* Given data
★ ★ ★ ★ ★ ★ ★
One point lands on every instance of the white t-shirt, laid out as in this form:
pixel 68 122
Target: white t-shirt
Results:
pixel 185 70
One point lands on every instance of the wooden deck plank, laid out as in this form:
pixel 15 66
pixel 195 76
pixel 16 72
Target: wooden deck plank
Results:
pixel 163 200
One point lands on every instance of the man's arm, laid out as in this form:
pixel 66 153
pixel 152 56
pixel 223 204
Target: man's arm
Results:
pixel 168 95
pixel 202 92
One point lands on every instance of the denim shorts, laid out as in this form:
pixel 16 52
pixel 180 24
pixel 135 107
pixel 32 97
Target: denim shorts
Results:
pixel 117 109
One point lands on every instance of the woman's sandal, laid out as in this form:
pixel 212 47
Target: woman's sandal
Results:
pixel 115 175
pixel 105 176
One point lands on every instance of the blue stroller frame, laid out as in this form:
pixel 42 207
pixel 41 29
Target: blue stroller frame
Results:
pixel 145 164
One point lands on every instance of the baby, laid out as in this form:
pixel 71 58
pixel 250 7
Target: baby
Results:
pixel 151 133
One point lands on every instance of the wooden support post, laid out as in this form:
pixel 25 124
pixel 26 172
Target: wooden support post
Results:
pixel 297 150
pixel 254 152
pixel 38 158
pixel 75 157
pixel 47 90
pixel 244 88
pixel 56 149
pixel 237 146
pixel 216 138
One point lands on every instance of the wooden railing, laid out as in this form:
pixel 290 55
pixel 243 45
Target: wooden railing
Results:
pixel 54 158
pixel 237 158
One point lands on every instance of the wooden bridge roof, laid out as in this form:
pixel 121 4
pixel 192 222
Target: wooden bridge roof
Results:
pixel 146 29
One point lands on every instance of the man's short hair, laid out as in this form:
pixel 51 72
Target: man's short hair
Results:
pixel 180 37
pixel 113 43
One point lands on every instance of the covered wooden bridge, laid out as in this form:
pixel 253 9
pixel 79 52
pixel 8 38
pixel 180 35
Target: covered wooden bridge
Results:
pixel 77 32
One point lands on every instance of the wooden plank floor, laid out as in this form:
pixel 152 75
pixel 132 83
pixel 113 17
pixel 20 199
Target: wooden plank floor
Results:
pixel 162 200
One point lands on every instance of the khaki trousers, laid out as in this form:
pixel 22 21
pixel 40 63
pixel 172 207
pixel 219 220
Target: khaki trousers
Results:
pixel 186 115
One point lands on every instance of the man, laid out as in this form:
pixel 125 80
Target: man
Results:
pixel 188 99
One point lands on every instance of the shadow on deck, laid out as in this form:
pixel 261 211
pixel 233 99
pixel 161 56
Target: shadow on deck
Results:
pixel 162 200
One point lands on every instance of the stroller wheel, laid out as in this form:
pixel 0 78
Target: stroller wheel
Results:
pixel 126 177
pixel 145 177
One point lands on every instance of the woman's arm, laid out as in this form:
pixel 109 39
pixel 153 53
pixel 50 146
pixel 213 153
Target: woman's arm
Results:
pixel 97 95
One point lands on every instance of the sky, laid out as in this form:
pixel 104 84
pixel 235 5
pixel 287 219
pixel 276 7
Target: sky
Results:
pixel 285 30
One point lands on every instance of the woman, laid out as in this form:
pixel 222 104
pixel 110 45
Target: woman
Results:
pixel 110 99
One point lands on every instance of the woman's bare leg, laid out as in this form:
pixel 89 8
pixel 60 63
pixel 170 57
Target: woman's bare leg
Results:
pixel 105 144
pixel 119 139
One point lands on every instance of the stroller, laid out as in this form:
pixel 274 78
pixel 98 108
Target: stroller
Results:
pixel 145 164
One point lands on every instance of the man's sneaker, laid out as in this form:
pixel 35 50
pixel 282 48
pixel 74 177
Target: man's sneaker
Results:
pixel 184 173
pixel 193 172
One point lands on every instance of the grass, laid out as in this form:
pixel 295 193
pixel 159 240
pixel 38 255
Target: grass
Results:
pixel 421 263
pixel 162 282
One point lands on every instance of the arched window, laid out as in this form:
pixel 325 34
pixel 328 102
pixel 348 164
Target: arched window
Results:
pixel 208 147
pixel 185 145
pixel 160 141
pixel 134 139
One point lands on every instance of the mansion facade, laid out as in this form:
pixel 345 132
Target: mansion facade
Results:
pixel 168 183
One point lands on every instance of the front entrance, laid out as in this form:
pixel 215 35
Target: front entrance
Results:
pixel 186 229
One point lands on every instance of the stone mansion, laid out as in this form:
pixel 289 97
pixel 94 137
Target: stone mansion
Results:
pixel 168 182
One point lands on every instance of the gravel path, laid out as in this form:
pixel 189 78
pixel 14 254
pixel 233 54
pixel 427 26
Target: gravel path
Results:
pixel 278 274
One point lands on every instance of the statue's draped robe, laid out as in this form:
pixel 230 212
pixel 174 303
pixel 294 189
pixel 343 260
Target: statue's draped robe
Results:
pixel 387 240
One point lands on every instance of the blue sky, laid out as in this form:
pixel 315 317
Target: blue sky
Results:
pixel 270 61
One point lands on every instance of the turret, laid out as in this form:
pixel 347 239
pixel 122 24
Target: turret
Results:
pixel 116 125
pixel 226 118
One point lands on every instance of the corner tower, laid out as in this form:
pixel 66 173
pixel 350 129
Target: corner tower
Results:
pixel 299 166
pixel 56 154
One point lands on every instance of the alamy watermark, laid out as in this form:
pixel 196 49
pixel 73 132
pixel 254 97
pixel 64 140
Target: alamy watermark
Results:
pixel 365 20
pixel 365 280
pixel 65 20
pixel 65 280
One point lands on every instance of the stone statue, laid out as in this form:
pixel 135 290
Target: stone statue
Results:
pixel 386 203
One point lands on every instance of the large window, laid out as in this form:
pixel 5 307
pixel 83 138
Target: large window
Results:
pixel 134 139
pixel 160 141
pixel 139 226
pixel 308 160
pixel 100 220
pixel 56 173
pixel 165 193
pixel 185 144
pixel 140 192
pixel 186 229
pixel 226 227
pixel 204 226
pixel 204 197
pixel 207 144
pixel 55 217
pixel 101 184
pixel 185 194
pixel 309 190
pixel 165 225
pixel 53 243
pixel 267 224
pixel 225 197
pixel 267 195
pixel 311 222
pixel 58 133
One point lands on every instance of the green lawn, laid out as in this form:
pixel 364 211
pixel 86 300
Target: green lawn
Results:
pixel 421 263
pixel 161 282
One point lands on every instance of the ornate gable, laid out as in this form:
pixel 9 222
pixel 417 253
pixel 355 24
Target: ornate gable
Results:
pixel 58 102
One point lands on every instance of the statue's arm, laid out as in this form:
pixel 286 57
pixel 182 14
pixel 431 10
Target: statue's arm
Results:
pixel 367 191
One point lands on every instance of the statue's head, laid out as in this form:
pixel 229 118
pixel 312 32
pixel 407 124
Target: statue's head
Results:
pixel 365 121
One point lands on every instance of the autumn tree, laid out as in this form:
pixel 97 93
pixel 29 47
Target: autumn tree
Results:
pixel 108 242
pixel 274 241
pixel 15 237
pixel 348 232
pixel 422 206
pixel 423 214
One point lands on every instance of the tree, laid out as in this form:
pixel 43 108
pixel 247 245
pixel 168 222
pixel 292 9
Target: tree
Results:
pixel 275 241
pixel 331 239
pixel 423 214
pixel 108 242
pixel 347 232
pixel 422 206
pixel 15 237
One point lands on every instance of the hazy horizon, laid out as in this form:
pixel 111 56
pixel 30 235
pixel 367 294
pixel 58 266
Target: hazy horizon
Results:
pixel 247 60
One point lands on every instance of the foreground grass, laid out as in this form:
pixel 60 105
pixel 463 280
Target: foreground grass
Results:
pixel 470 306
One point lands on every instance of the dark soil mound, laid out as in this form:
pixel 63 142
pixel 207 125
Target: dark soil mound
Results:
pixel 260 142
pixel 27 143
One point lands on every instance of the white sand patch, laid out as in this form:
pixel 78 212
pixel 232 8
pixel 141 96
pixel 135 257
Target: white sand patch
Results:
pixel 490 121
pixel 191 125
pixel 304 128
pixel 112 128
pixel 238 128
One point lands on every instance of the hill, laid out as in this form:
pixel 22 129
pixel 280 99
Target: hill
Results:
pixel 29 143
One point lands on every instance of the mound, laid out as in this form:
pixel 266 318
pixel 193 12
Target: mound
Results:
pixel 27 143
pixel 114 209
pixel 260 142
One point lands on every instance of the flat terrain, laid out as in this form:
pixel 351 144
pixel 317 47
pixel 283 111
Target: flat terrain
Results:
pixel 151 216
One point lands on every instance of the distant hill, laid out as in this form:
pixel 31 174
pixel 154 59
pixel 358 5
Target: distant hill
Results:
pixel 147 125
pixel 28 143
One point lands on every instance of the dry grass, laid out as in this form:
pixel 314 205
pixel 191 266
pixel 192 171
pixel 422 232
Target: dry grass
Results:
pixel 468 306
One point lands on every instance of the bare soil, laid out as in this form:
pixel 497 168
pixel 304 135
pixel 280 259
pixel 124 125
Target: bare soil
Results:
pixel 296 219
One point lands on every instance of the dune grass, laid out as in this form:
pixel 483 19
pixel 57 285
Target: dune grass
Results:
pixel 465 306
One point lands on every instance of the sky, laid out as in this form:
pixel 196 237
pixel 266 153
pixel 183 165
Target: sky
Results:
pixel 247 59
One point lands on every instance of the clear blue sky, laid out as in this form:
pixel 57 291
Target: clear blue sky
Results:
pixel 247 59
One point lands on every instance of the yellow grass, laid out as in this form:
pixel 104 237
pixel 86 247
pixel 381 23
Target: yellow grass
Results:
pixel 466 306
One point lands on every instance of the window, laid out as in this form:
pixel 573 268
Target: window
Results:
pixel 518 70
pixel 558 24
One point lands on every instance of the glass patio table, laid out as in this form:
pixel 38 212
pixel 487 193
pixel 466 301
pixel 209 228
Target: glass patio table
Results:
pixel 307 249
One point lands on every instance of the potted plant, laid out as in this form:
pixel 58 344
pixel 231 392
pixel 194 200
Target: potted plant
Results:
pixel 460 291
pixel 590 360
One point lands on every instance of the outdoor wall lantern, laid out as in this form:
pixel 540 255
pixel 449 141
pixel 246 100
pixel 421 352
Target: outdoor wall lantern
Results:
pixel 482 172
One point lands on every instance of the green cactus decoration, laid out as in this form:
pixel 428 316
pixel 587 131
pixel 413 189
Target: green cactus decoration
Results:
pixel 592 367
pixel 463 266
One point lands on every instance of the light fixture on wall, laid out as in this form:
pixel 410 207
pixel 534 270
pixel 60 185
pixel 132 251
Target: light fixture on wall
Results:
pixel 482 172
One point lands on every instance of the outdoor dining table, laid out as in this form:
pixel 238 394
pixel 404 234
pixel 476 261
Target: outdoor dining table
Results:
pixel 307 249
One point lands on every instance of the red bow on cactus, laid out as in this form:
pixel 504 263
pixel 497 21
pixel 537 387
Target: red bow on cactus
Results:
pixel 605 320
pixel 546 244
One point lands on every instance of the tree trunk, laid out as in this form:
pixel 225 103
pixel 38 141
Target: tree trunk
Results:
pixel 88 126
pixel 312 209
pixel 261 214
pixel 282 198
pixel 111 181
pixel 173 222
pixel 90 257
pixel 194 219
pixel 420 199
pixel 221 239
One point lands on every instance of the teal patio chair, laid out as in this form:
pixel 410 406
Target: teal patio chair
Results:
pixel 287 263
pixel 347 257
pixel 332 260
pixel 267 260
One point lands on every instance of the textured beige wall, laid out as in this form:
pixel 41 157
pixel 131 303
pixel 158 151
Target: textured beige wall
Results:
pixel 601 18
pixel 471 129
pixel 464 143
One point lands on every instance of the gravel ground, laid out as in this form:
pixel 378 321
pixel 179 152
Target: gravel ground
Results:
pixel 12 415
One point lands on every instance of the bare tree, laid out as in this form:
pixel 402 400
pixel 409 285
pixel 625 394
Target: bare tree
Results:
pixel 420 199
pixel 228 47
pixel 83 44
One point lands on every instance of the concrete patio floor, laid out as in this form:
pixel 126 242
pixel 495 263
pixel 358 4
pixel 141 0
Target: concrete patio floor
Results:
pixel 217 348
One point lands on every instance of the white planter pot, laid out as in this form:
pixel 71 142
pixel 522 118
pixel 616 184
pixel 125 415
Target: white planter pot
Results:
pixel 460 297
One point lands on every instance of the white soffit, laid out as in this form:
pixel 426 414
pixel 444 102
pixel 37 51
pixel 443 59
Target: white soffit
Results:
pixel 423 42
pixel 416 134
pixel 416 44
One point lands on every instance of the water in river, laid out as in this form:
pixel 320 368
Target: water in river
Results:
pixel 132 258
★ ★ ★ ★ ★ ★ ★
* Requirements
Output as a numbered list the lines of the entries starting at the one containing "One point lands on every instance of the green cactus" and ending at the one containing "pixel 12 415", leaving out blank lines.

* Completed exercise
1. One point lands on every instance of the green cactus decoration, laid out as in this form:
2. pixel 428 316
3. pixel 587 131
4. pixel 413 189
5. Target: green cactus decoration
6. Results:
7. pixel 592 367
8. pixel 463 266
9. One point lands on every instance of the light fixture on wall, laid out as in this form:
10. pixel 410 207
11. pixel 534 270
12. pixel 60 185
13. pixel 132 251
14. Target: light fixture on wall
15. Results:
16. pixel 482 172
17. One point lands on every instance of the outdoor dining table, laid out as in this form:
18. pixel 238 394
19. pixel 404 234
20. pixel 476 261
21. Target: outdoor dining table
22. Results:
23. pixel 307 249
24. One point lands on every instance of the red bow on cactus, laid out as in this form:
25. pixel 504 263
26. pixel 497 21
27. pixel 537 387
28. Target: red bow on cactus
29. Results:
30. pixel 605 320
31. pixel 546 244
32. One point lands on every instance of the tree trunk, laid out as in this form:
33. pixel 225 103
34. pixel 38 141
35. Target: tree trunk
36. Results:
37. pixel 88 126
38. pixel 312 209
39. pixel 261 214
40. pixel 282 198
41. pixel 111 181
42. pixel 173 222
43. pixel 90 257
44. pixel 194 219
45. pixel 420 199
46. pixel 221 239
47. One point lands on every instance of the teal patio chair, laid out as in this form:
48. pixel 410 406
49. Target: teal patio chair
50. Results:
51. pixel 287 263
52. pixel 347 257
53. pixel 332 260
54. pixel 267 260
55. One point lands on every instance of the textured beige wall, laid out as in this form:
56. pixel 41 157
57. pixel 131 303
58. pixel 158 151
59. Target: textured beige wall
60. Results:
61. pixel 601 18
62. pixel 471 129
63. pixel 464 143
64. One point lands on every instance of the gravel ground, laid out as in this form:
65. pixel 378 321
66. pixel 179 152
67. Target: gravel ground
68. Results:
69. pixel 12 415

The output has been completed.